SHORT EXERCISE: Locate every line in the data below that contains the word "plant" and copy each of those lines.

EXERCISE MATERIALS:
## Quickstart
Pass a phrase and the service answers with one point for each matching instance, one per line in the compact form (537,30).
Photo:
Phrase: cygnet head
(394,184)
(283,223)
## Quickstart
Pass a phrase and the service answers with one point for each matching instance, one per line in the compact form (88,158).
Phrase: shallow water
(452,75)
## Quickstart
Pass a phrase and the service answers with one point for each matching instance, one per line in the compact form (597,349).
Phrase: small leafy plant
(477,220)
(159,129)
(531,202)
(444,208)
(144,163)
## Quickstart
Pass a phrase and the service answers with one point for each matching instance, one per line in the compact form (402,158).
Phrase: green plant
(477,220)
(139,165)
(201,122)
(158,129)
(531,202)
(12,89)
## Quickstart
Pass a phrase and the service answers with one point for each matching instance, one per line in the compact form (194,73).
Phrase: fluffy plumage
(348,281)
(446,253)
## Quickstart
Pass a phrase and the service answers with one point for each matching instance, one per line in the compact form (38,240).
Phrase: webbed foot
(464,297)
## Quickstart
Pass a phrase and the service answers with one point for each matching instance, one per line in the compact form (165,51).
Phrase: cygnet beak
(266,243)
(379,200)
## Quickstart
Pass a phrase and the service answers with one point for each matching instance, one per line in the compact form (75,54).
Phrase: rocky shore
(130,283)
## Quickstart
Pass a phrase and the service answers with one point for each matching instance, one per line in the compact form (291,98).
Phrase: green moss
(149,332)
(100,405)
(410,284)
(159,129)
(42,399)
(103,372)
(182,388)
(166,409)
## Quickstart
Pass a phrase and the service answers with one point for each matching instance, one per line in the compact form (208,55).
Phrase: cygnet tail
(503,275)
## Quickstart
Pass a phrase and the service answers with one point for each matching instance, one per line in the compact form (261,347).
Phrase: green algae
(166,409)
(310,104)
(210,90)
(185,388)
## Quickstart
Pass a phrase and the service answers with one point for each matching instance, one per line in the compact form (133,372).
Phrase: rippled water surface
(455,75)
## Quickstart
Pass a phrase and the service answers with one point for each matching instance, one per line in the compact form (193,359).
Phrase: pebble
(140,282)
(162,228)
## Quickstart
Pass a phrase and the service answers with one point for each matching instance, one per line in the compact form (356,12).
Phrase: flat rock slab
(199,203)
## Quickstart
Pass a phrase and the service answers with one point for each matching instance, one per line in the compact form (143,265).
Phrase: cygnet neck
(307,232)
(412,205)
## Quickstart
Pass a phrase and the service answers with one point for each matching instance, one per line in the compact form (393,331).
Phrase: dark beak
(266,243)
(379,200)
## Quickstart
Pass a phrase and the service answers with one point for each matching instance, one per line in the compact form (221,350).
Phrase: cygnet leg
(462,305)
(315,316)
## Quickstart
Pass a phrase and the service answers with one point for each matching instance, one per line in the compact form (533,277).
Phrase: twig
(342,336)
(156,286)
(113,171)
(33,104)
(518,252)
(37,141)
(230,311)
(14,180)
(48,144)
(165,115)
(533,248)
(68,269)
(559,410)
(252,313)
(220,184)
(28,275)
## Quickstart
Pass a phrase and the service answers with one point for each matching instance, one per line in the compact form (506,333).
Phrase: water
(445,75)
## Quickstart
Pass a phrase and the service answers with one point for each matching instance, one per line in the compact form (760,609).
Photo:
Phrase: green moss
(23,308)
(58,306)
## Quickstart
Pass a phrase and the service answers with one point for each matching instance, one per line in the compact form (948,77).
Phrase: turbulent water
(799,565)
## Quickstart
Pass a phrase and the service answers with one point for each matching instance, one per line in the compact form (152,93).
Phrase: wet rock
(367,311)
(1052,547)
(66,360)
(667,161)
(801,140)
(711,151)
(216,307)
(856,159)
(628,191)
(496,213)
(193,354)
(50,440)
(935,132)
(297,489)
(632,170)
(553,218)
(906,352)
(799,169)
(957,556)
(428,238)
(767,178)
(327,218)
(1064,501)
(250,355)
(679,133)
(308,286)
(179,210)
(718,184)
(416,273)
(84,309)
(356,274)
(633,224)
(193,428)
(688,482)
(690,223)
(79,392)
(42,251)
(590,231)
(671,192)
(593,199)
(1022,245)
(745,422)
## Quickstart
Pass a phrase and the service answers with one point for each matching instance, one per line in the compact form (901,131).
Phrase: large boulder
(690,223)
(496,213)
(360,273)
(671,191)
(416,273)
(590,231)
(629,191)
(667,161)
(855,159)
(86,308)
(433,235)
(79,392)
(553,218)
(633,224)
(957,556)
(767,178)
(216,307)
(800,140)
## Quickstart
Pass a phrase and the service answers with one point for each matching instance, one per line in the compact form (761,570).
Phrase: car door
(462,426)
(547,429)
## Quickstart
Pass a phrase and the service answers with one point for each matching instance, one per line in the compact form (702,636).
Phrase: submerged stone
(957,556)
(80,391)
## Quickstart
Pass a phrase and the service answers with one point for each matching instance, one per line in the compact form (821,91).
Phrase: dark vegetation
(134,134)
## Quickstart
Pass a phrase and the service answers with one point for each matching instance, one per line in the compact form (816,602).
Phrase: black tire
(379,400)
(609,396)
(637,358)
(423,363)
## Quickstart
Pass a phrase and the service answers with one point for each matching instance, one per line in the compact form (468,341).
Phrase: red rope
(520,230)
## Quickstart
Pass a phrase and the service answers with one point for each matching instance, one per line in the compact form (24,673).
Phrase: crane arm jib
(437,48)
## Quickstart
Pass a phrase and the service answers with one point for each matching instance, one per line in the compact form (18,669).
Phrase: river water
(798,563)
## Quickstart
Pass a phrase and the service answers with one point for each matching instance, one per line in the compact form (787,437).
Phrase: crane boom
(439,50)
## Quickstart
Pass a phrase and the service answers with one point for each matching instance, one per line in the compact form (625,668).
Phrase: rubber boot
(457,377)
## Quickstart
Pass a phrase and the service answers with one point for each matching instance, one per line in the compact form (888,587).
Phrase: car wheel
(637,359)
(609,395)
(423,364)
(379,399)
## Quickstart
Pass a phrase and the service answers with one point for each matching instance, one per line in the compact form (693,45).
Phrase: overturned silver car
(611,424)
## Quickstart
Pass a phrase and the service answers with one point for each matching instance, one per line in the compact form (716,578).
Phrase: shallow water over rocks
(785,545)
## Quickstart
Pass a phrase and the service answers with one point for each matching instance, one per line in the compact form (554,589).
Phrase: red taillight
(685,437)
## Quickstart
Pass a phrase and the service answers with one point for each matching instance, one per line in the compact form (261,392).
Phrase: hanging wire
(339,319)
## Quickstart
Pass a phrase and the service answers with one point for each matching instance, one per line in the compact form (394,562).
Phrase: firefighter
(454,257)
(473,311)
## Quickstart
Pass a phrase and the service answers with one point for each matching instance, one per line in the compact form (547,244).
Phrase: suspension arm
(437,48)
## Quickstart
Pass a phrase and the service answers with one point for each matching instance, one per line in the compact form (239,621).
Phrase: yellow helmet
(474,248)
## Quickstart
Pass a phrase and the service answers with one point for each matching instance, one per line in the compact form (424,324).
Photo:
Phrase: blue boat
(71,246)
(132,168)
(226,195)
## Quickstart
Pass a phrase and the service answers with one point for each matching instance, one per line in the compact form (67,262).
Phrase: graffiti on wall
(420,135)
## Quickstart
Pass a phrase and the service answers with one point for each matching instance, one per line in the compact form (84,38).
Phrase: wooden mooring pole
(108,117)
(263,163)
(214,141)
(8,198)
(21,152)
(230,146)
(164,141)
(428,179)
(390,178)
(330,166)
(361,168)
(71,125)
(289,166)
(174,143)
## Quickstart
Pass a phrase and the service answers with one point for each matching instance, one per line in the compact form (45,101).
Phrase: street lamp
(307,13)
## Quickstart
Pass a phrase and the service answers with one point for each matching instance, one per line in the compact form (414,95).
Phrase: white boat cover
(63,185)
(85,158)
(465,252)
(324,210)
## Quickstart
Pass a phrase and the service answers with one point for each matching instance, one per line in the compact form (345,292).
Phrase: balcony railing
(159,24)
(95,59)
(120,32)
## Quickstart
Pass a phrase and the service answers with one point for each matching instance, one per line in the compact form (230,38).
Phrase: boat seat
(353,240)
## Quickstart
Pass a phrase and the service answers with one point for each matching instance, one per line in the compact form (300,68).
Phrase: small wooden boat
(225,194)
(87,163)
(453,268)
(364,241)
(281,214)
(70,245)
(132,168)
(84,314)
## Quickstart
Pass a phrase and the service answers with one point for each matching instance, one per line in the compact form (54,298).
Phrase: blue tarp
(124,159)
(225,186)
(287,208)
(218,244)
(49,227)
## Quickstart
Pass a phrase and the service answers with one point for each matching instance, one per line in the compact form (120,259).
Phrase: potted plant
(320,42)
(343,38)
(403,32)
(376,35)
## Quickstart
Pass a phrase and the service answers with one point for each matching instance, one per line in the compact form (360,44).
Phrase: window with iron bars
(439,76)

ANSWER FOR THE TASK:
Phrase: small leafy plant
Phrase: green plant
Phrase: potted plant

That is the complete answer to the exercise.